Please update the lines from the start through the line containing "[36,239,58,247]" by replacing "silver" with "brass", leaving everything else unchanged. Return only those lines.

- Data extract -

━━━━

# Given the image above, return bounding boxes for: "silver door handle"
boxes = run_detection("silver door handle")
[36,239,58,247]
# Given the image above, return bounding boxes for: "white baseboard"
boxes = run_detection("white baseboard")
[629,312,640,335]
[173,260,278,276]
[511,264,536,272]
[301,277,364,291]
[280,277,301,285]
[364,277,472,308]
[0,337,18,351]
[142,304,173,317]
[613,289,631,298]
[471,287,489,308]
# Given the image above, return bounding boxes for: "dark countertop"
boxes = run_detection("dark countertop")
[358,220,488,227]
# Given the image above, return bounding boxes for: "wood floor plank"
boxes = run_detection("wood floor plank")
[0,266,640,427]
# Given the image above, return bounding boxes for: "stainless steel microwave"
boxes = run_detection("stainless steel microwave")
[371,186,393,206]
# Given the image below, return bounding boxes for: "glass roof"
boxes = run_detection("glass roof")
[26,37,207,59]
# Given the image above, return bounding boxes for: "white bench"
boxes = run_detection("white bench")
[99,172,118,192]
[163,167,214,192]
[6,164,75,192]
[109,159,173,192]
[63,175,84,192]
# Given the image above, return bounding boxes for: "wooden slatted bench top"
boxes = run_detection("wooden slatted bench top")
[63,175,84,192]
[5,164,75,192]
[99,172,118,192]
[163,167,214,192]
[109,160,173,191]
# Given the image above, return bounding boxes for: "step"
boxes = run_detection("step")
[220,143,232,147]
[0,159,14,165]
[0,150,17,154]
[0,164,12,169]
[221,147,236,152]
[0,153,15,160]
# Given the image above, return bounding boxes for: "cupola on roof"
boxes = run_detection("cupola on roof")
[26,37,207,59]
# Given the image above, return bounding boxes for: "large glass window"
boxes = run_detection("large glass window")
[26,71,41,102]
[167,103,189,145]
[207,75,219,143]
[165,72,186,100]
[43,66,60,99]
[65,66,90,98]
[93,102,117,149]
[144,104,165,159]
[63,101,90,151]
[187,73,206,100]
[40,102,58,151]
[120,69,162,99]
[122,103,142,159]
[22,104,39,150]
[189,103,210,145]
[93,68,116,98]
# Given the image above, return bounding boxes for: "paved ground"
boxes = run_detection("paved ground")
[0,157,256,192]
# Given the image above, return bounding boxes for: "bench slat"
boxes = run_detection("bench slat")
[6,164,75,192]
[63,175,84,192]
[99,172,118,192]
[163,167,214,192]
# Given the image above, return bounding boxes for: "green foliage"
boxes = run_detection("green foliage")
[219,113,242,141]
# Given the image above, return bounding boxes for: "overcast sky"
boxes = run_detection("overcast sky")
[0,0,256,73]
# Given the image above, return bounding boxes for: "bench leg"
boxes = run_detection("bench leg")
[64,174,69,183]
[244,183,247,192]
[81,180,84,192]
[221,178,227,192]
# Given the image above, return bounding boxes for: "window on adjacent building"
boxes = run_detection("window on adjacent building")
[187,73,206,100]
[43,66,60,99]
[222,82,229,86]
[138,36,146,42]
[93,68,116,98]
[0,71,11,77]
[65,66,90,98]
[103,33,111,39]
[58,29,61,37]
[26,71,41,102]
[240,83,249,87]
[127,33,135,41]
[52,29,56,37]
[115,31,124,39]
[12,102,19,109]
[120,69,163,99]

━━━━

- Full solution -
# Given the image above, return bounding boxes for: "brass door handle"
boxes = run_detection("brass door handle")
[36,239,58,247]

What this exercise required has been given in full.